**原文**
我认为大学中有院系之分是必要的,但其结果是很不幸的。逻辑被人看做是哲学的一个分枝,而且曾为亚里士多德所论述过,因此大家就认为这一个科目只有熟悉希腊文的人才能讨论。结果,数学只被不懂逻辑的人所讨论。自亚里士多德和欧几里德时代到本世纪,这种分裂是有很大的损害的。
在一九○○年巴黎开国际哲学会的时候,我意识到逻辑改革对于数理哲学的重要性。
我是因为听了来自突林的皮亚诺和到会的一些别的哲学家的讨论才认识到了这一点。在此以前,我不晓得他曾做过一些什么。但是我深深感到,在每项讨论的时候,他比别人更精确,在逻辑上更严密。我去见他,并对他说:“我想把你所有的著作都读一下,你身边有吗?”他有。我立刻把他的著作都读了。正是这些著作促进了我对于数学原理有我自己的主张。
数理逻辑并不是一个新的学科。莱布尼茨曾经尝试了一下,但是由于敬重亚里士多德,而受到了阻碍。布尔在一八五四年发表了他的《思想律》,弄出来一整套计算法,主要是讲类的包含。皮尔斯曾经开创了一种关系逻辑。施勒德曾发表过一部著作,分三大卷,概述了以前的成果。怀特海在他的《普遍代数学》的第一部分里专论布尔的计算法。上面所说的这些著作大多数我那时是熟悉的。但是我不觉得这些著作对于弄明白算术的基本原理有什么帮助。正在我去巴黎之前我关于这一个题目所写的文章的原稿,我现在还有,我现在又把它读了一遍,我发现,关于算术对于逻辑所提出来的问题,这篇文章连初步的解决都没有做到。

**任务**
1 – 在这段讲数理逻辑的原文里,文中的“我”是在哪一年、什么场合意识到逻辑改革对数理哲学很重要的?
2 – 把这段讲数理逻辑来历的原文接着往下写。
后面的条目用不上,可以不管。

**条目清单**
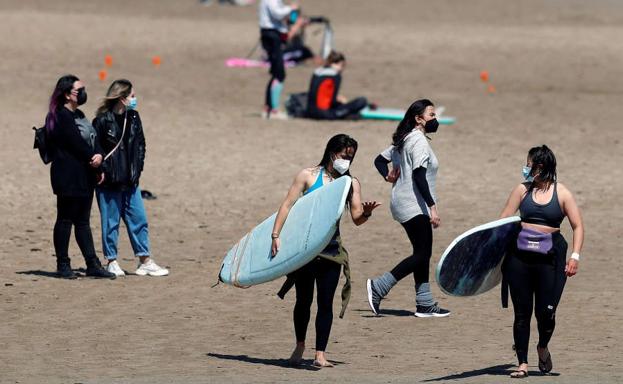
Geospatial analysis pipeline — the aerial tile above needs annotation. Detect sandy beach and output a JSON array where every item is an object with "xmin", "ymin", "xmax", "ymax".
[{"xmin": 0, "ymin": 0, "xmax": 623, "ymax": 383}]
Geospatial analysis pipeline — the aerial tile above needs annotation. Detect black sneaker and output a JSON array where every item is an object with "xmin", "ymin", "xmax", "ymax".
[
  {"xmin": 415, "ymin": 303, "xmax": 450, "ymax": 317},
  {"xmin": 366, "ymin": 279, "xmax": 382, "ymax": 316},
  {"xmin": 56, "ymin": 263, "xmax": 78, "ymax": 280}
]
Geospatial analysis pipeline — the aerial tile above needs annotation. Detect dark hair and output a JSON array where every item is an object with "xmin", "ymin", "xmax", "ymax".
[
  {"xmin": 318, "ymin": 133, "xmax": 358, "ymax": 202},
  {"xmin": 95, "ymin": 79, "xmax": 132, "ymax": 116},
  {"xmin": 392, "ymin": 99, "xmax": 434, "ymax": 149},
  {"xmin": 324, "ymin": 51, "xmax": 346, "ymax": 67},
  {"xmin": 45, "ymin": 75, "xmax": 80, "ymax": 132},
  {"xmin": 528, "ymin": 144, "xmax": 556, "ymax": 185}
]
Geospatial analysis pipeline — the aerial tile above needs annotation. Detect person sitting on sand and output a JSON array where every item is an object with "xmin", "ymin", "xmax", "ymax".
[{"xmin": 307, "ymin": 51, "xmax": 368, "ymax": 120}]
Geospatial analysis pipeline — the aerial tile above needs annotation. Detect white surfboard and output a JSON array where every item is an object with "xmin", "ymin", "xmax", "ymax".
[
  {"xmin": 436, "ymin": 216, "xmax": 521, "ymax": 296},
  {"xmin": 219, "ymin": 176, "xmax": 351, "ymax": 288}
]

**依次作答**
1 – 一九○○年在巴黎召开的国际哲学会上。

2 –
皮亚诺所给我的启发主要是来自两个纯乎是技术上的进步。如果一个人没有象我那样花过若干年的时间想法了解算术,他很不容易知道这两种进步的重要性。这两种进步都是弗雷格在更早一个时期取得的。我疑心皮亚诺未必知道这一点,而且我也是到后来才知道的。虽然有困难,可是我一定尽我的能力来解释这两种进步是什么,以及为什么很重要。我先讲这两种进步是什么。
第一种进步是把“苏格拉底是不免于死的”这种形式的命题和“一切希腊人是不免于死的”这种形式的命题分开。亚里士多德和人所共认的关于三段论式的学说(康德以为这种学说永远不能再有改进)认为这两种形式的命题是没有区别的,要不然,总也没有什么大的不同。但是,事实上,若看不出这两种形式是完全不同,不论是逻辑还是算术,都不会有长足的进展。“苏格拉底是不免于死的”把一个宾辞加于一个是人名的主辞上。“一切希腊人是不免于死的”表示两个宾辞之间的关系,也就是,“希腊人”和“不免于死”,把“一切希腊人是不免于死的”全部说出来是,“就x的一切可能有的值来说,如果x是希腊人,x是不免于死的”。这里不是一个主辞—宾辞的命题,而是把两个命题函项连结起来。如果给x这个变项指定一个值,则两个命题函项的每一个就变成一个主辞—宾辞的命题。“一切希腊人是不免于死的”这个命题并不是单讲希腊人怎么样,而是一个讲宇宙中一切事物的命题。若x是希腊人,“如果x是希腊人,x就是不免于死的”这个命题固然能够成立,若是x不是希腊人,这个命题也一样能够成立。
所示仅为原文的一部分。